◆ PASSAGE TO READ
/---

No one needs that much YouTube. As the New York Times reported last year, at the same time YouTube was setting off in pursuit of its one billion daily minutes, its engineers were battling to try to keep the share of fake views in its traffic below 50 percent, so that its bot-fighting algorithms wouldn’t decide that artificial views were normal behavior and start trying to fend off human users.
And yet, even as it knew its traffic volume was inherently fake, YouTube used those bot-enhanced numbers as its goal for what it ought to extract from its human user base. It trained its algorithms to feed people the content that kept them engaged—that is, content that made ever-escalating demands on their attention.
In 2016, by Bloomberg’s account:
three Google coders published a paper on the ways YouTube’s recommendation system worked with its mountain of freshly uploaded footage. They outlined how YouTube’s neural network, an AI system that mimics the human brain, could better predict what a viewer would watch next…
Paul Covington, a senior Google engineer who coauthored the 2016 recommendation engine research, presented the findings at a conference the following March. He was asked how the engineers decide what outcome to aim for with their algorithms. “It’s kind of a product decision,” Covington said at the conference, referring to a separate YouTube division. “Product tells us that we want to increase this metric, and then we go and increase it. So it’s not really left up to us.”
These decisions were made—people made these decisions—not because the people running YouTube were cutting corners for the sake of survival, but because they wanted to make an already unimaginably powerful position of wealth and dominance even more wealthy and dominant. YouTube was not trying to push out competing video-hosting platforms, but to claw away market share from life itself.
YouTube set out to change its product into something more harmful, to make it more successful.
In the 20th century, tobacco companies set the standard for what we think of as corporate malevolence: they intentionally made their products more addictive even as they fought to keep their customers ignorant of the fact that smoking would kill them. But at least the tobacco industry was selling an inherently dangerous product in the first place, and its evils all flowed from that built-in necessity. YouTube set out to change its product into something more harmful, to make it more successful.
And since that success was defined by uncontrolled growth, it became its own excuse. Once you’ve gotten up to serving up a billion hours a day, who can do quality control at that scale?
This is the logic of the megaplatforms. They operate like drivers going 90 miles per hour through an unfamiliar residential neighborhood at dusk, with no headlights. How can they be expected not to hit anyone? At that speed, under those conditions, the technical challenge of not hitting anyone can’t be solved. (This is also, unfortunately, how the tech companies building literal self-driving cars operate.)
Responsibility becomes vulnerability. Bloomberg described how YouTube made inaction into a formal course of action:
YouTube actively dissuaded staff from being proactive. Lawyers verbally advised employees not assigned to handle moderation to avoid searching on their own for questionable videos, like viral lies about Supreme Court Justice Ruth Bader Ginsburg, according to one former executive upset by the practice. The person said the directive was never put in writing, but the message was clear: If YouTube knew these videos existed, its legal grounding grew thinner. Federal law shields YouTube, and other tech giants, from liability for the content on their sites, yet the companies risk losing the protections of this law if they take too active an editorial role.
The problem with YouTube, then, is that it is caught up in incentives that block out its other options. It is mindlessly, addictively pursuing worse and worse things, in a spiral of radicalization. The problem with YouTube is that it is YouTube.

\---

◆ WHAT YOU WILL DO
Quote the passage on YouTube between "This is the" and "self-driving cars operate.)", inclusive. The items are separate material with no connection to the passage on YouTube.

◆ THE DATA
/---

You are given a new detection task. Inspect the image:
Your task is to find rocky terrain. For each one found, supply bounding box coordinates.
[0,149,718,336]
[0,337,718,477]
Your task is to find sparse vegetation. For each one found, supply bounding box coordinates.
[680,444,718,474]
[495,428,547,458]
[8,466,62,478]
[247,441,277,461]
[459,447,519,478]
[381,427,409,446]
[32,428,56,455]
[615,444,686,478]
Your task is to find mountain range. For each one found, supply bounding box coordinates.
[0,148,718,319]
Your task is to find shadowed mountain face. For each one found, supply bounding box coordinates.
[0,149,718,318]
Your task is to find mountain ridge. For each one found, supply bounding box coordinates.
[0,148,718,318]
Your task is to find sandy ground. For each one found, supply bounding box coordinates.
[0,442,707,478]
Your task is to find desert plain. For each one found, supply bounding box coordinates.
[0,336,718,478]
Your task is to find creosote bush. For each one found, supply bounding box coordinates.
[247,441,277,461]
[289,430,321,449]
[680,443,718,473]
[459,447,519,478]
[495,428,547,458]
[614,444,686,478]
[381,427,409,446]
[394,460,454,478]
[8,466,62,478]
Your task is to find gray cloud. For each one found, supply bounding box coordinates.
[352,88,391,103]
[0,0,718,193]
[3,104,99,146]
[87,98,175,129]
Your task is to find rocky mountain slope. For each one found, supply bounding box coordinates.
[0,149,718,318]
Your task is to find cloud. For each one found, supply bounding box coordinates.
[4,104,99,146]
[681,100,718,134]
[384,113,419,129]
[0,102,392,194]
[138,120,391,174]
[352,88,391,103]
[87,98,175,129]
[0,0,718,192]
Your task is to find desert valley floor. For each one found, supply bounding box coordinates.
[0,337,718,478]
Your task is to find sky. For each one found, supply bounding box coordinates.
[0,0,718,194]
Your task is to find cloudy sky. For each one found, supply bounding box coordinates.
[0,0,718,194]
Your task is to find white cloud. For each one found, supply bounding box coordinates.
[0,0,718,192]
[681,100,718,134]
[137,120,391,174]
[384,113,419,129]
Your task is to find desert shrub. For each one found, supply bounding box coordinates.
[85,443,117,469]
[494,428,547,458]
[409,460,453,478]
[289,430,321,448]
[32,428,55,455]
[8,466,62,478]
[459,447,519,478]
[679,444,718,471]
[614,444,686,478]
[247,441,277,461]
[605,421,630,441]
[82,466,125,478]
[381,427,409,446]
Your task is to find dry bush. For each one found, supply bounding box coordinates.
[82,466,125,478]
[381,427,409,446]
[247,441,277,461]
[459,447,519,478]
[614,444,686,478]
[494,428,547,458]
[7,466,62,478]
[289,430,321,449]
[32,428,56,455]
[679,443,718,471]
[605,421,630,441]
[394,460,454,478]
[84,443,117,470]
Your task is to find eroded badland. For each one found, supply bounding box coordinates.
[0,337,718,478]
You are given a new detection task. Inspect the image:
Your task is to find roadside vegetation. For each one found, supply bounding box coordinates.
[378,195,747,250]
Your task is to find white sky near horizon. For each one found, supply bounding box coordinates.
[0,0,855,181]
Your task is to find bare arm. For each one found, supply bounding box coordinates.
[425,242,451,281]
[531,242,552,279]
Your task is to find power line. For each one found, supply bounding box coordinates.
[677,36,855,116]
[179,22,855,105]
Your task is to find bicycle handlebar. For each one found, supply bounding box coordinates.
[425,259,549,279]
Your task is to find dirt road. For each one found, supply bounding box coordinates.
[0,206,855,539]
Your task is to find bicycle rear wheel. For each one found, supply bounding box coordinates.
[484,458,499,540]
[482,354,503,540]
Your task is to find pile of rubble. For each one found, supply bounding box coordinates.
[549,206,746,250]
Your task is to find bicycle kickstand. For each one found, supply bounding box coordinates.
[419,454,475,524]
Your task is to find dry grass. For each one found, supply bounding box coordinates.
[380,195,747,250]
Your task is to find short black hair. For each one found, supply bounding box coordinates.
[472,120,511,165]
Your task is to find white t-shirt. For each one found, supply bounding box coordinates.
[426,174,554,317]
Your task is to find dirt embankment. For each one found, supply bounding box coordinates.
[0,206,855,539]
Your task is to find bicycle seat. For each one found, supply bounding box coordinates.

\---

◆ ANSWER TO THIS EXERCISE
This is the logic of the megaplatforms. They operate like drivers going 90 miles per hour through an unfamiliar residential neighborhood at dusk, with no headlights. How can they be expected not to hit anyone? At that speed, under those conditions, the technical challenge of not hitting anyone can’t be solved. (This is also, unfortunately, how the tech companies building literal self-driving cars operate.)